*Data items*.

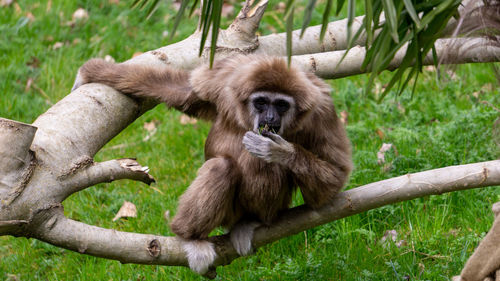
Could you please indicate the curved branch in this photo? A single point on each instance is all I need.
(335, 39)
(86, 173)
(16, 159)
(152, 249)
(449, 51)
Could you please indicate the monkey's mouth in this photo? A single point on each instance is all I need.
(266, 129)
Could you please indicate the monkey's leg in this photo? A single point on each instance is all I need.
(206, 204)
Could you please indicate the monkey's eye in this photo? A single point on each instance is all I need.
(281, 106)
(260, 103)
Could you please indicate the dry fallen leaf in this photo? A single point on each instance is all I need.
(381, 153)
(137, 54)
(128, 210)
(80, 14)
(17, 9)
(4, 3)
(391, 236)
(30, 16)
(344, 117)
(57, 45)
(380, 134)
(150, 126)
(166, 216)
(28, 84)
(430, 68)
(184, 119)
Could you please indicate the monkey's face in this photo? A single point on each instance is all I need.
(272, 112)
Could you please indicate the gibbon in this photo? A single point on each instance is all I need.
(274, 130)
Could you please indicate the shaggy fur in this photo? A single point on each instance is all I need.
(246, 176)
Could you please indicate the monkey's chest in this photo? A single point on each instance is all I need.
(265, 188)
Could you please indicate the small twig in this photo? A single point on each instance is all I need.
(108, 171)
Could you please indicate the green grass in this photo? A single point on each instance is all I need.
(444, 124)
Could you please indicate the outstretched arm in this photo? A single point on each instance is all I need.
(169, 85)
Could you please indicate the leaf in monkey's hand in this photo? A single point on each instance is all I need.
(128, 210)
(263, 129)
(381, 153)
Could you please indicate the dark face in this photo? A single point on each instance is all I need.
(269, 110)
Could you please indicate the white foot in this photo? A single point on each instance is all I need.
(78, 81)
(200, 253)
(241, 236)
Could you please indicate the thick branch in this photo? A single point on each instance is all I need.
(15, 158)
(458, 51)
(335, 39)
(87, 173)
(135, 248)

*What to work on*. Recast the lines above as a JSON list of strings, one string per line and with blank lines left out. Include only the lines from the one containing "Could you please indicate the monkey's eye" through the last line, with both of those lines included.

*Reply to the task*.
[
  "Could you please indicate the monkey's eye in this photo? A single point on each instance is all I need.",
  "(281, 106)",
  "(260, 103)",
  "Could you please indicate the dry fallen leaf in this photo? A single point on each instance is all I need.",
  "(381, 153)",
  "(137, 54)",
  "(128, 210)",
  "(80, 14)",
  "(17, 9)",
  "(4, 3)",
  "(391, 236)",
  "(30, 16)",
  "(344, 117)",
  "(57, 45)",
  "(380, 134)",
  "(150, 126)",
  "(166, 216)",
  "(28, 84)",
  "(430, 68)",
  "(184, 119)",
  "Could you please indicate the monkey's face in this photo? A single point on each instance is all I need.",
  "(272, 112)",
  "Could you please indicate the gibbon in this photo? A single point on each instance is all I need.",
  "(274, 130)",
  "Could you please indicate the shaggy fur in this photo? A single point on each instance is all I need.",
  "(246, 176)",
  "Could you please indicate the monkey's chest in this photo? A single point on each instance is all I need.",
  "(265, 188)",
  "Could you please indicate the small twig in this photo? A single point on each instance is all I need.",
  "(108, 171)",
  "Could you please indicate the green grass in this photo? A single point on each instance is all I need.",
  "(444, 124)",
  "Could you please indicate the outstretched arm in this photo? A single point on each instance is all I need.",
  "(169, 85)",
  "Could you please indicate the leaf in monkey's hand in this photo? A single point on each instance is all I need.",
  "(128, 210)",
  "(263, 129)",
  "(381, 153)",
  "Could you please indicate the dark face in this photo? A single point on each instance is all I need.",
  "(269, 110)",
  "Could you please indicate the white foot in this photo? A single point on each instance is all I need.",
  "(78, 81)",
  "(200, 253)",
  "(241, 236)",
  "Could you please indicate the thick branch in this photo? A single point on each instance is all I need.",
  "(15, 158)",
  "(458, 51)",
  "(335, 39)",
  "(87, 173)",
  "(135, 248)"
]